**Exercise requirements:**
1) In the review of Cuckoo's Calling, why did the reviewer finally decide to try this series? Answer in one to three sentences.
2) For the review of Cuckoo's Calling, decide whether each statement agrees with it: (a) The reviewer has long been a fan of fantasy. (b) Strike lives in his office. (c) Robin is from Yorkshire. For each, answer yes or no and quote the words of the review that decide it.
3) Transcribe the part of the Cuckoo's Calling review starting with "Cuckoo's Calling" and going on through "life by DM).".

**Text excerpt:**
Cuckoo's Calling

By
Robert Galbraith
Overview

It’s taken me a while to embark on this series, the delay being due to the fact that I’m not really a Potter fan and have eschewed fantasy my entire reading career. I recall picking up The Philosopher’s Stone back in the day to see what the furore was about and realising very quickly that, magic wands and flying broomsticks aside, children’s books are best left to children. So why did I decide to give JK a go after all this time? Believe it or not because my friends suggested this as an antidote to Dublin Murders, assuring me that Cormoran (as in Cormoran Strike, the PI hero of these novels) is spelt without a “t” on the end, so my fear that shape-shifting would somehow be involved was groundless (truly I’ve been scarred for life by DM).

Who knew JK Rowling was such a good writer? Only pretty much everyone, I guess, but this, as well as being a gripping murder mystery, felt like balm to my soul. I’ve tried to analyse this and I think it’s because, despite it being set in the world of super-models, seedy film producers, frenzied paparazzi – all the paraphernalia of celebdom – the situations are recognisable, the characters relatable and the relationships authentic.

This is particularly true of Cormoran Strike and his sidekick Robin. I must say I did groan at Strike’s back story - he’s an amputee who was blown up in Afghanistan, just out of a toxic relationship with a beautiful Made in Chelsea type, and is now homeless and penniless (he lives in his office, a fact he tries to keep from his new assistant, Robin). On top of that we learn that he’s the child of a rock star and drug-addled groupie, so bound to be irrevocably damaged with an implacable hatred of humankind. Thank God Rowling has no truck with such clichés – Cormoran, despite all his troubles, is a decent fella who merely gets pissed and makes a show of himself down the local when things get too much, and Robin is a practical Yorkshire woman who comes to temp for him and quickly becomes indispensible.

Stored data entries

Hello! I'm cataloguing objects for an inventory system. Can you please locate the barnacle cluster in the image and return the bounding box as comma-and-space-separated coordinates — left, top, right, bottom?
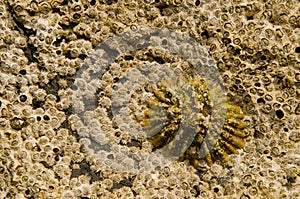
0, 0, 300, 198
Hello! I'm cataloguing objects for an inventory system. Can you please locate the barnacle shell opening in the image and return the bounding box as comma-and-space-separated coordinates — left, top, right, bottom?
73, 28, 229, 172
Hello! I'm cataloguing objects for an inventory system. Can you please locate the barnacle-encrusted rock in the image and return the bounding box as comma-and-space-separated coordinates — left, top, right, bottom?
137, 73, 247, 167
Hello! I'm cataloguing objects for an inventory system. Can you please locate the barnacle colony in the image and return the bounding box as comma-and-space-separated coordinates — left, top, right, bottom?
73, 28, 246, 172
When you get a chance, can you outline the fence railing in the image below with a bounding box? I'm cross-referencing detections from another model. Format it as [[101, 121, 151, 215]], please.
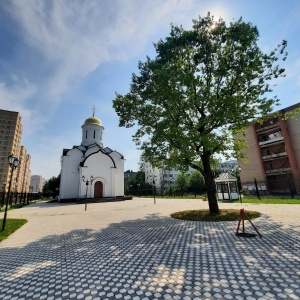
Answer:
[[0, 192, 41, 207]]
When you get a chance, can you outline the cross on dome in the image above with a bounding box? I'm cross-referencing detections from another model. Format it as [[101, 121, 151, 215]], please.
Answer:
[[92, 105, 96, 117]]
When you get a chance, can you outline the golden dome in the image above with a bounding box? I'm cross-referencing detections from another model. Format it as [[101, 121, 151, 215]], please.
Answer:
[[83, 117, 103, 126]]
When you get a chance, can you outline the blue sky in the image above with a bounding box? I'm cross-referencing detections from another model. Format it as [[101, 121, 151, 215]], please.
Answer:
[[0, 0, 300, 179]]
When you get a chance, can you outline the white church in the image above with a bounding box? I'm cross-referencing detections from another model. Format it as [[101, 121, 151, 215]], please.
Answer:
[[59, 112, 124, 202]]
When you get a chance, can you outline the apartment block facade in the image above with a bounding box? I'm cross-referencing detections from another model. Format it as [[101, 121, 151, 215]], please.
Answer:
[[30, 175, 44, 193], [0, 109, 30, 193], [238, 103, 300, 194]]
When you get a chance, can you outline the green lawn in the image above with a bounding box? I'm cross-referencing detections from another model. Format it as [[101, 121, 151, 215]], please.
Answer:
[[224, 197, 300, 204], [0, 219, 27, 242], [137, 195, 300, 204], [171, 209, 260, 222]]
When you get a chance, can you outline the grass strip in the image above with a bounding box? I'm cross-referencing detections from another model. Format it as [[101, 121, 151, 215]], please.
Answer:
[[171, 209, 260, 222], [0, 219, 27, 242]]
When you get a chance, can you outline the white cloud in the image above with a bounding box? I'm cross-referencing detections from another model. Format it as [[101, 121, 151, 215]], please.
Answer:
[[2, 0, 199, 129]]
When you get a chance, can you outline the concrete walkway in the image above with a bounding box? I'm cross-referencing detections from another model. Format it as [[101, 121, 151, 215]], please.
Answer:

**Written responses:**
1) Friends suggested it as an antidote to Dublin Murders. They also said that Cormoran is spelt without a "t" on the end, so the reviewer's fear that shape-shifting would be involved was groundless.

2)
(a) No: "have eschewed fantasy my entire reading career"
(b) Yes: "he lives in his office, a fact he tries to keep from his new assistant, Robin"
(c) Yes: "Robin is a practical Yorkshire woman"

3)
Cuckoo's Calling

By
Robert Galbraith
Overview

It’s taken me a while to embark on this series, the delay being due to the fact that I’m not really a Potter fan and have eschewed fantasy my entire reading career. I recall picking up The Philosopher’s Stone back in the day to see what the furore was about and realising very quickly that, magic wands and flying broomsticks aside, children’s books are best left to children. So why did I decide to give JK a go after all this time? Believe it or not because my friends suggested this as an antidote to Dublin Murders, assuring me that Cormoran (as in Cormoran Strike, the PI hero of these novels) is spelt without a “t” on the end, so my fear that shape-shifting would somehow be involved was groundless (truly I’ve been scarred for life by DM).